Problems:
1. Answer these questions using the splitting device text, giving each answer on its own line marked with the same letter:
(a) Where are the cutting levers located?
(b) The device is operated in a manner similar to what implement?
(c) What patent number discloses the prior art splitting wedge with spreader arms?
2. Rewrite the part of the splitting device text starting with "This invention relates" and going on through "implement by another.", switching "hand-operated" to "manually operated".

Document text:
Splitting device

Abstract

A log splitter comprising a head portion having a cutting edge with two pivoting members each pivoting member contains cutting and thrust levers located on a single pivot point. The cutting levers are located along the head portion cutting edge. The thrust levers are displaced from the head portion cutting edge on opposite sides. When thrust against a log, the cutting levers and the head portion cutting edge simultaneously penetrate the log, followed by contact of the thrust levers causing the cutting levers to rotate outwardly in opposite directions thereby enhancing splitting of the log.

Description

BACKGROUND OF THE INVENTION

A. Field of the Invention

This invention relates to a device useful for splitting objects, in particular wood. The device is hand-operated in a manner similar to the operation of a conventional axe.

B. Background Art

Wood splitting is old and many devices have been developed throughout the years. Prior art hand-operated wood splitters have been limited to maul-type axes or wedge and sledge hammer devices. Such devices were not efficient and usually required successive operations with the striking of one implement by another.

One such prior art device is disclosed in U.S. Pat. No. 3,865,163. This device is a splitting wedge and has spreader arms pivotally disposed on the centerline of the wedge. The free ends of the spreader arms engage and further split the wood after the wedge has started the split. The spreader arms are not mounted on the head portion of the wood splitter. Moreover, this device is used in conjunction with a hydraulic cylinder having its piston rod directly attached to the wedge being forced into the wood and is not a manually operated device. Thus, this device is cumbersome and not suited for manual operation.

Provided material:

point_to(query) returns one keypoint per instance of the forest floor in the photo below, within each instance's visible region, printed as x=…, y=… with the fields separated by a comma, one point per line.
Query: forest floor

Task-by-task outputs:
1.
(a) Along the head portion cutting edge.
(b) A conventional axe.
(c) U.S. Pat. No. 3,865,163.

2.
This invention relates to a device useful for splitting objects, in particular wood. The device is manually operated in a manner similar to the operation of a conventional axe.

B. Background Art

Wood splitting is old and many devices have been developed throughout the years. Prior art manually operated wood splitters have been limited to maul-type axes or wedge and sledge hammer devices. Such devices were not efficient and usually required successive operations with the striking of one implement by another.